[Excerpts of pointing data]
◆ ◆ ◆ ◆
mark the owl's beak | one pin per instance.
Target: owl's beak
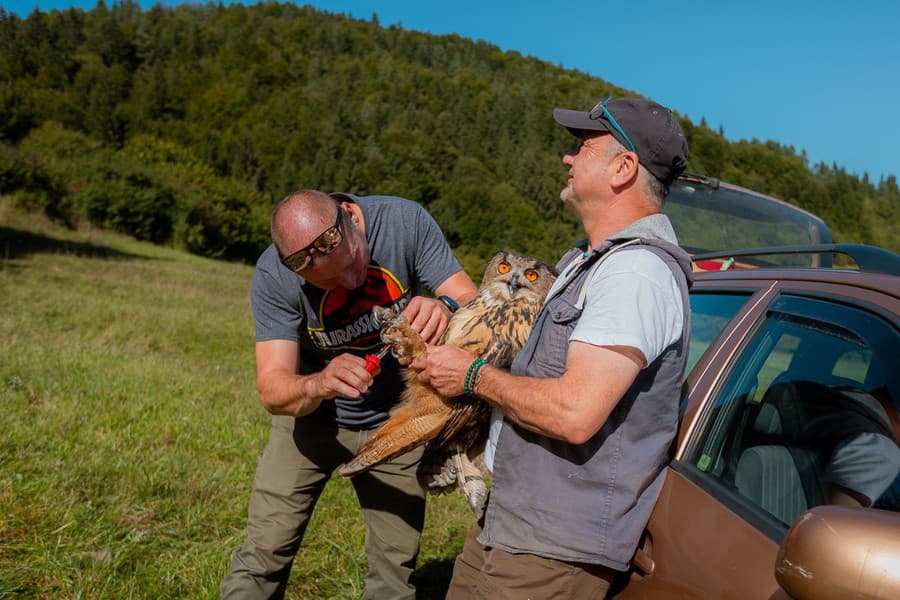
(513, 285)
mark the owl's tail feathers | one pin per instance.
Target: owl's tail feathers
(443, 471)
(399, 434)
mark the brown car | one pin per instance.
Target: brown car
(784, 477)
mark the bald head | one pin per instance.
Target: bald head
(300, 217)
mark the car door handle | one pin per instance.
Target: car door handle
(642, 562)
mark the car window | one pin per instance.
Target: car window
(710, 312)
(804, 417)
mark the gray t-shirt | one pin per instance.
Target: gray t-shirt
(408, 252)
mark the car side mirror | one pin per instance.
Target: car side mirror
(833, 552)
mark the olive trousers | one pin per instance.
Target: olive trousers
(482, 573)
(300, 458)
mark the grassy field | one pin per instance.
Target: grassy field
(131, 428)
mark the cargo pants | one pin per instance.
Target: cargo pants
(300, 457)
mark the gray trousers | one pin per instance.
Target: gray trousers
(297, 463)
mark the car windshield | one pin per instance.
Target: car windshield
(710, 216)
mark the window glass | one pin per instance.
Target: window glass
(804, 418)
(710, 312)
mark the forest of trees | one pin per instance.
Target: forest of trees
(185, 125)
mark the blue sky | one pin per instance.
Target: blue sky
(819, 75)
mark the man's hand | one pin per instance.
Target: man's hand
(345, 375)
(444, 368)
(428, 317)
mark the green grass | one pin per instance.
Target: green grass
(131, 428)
◆ ◆ ◆ ◆
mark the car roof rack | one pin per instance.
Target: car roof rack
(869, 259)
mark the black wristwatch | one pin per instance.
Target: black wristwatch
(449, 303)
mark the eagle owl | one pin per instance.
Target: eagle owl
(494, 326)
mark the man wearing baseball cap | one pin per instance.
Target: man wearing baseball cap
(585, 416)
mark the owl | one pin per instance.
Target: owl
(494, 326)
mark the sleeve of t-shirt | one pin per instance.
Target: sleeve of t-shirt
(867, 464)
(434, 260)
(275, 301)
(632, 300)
◆ ◆ ◆ ◆
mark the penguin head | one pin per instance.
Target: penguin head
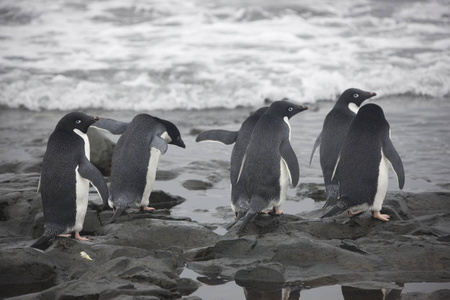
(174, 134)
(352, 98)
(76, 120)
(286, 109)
◆ ◆ ◆ ◆
### SET EXERCISE
Identify and copy every line of the listing above that contains the word "wearing", treating uppercase and lowercase as different.

### RESULT OF THIS TASK
mark the man wearing baseball cap | one pin per instance.
Target: man wearing baseball cap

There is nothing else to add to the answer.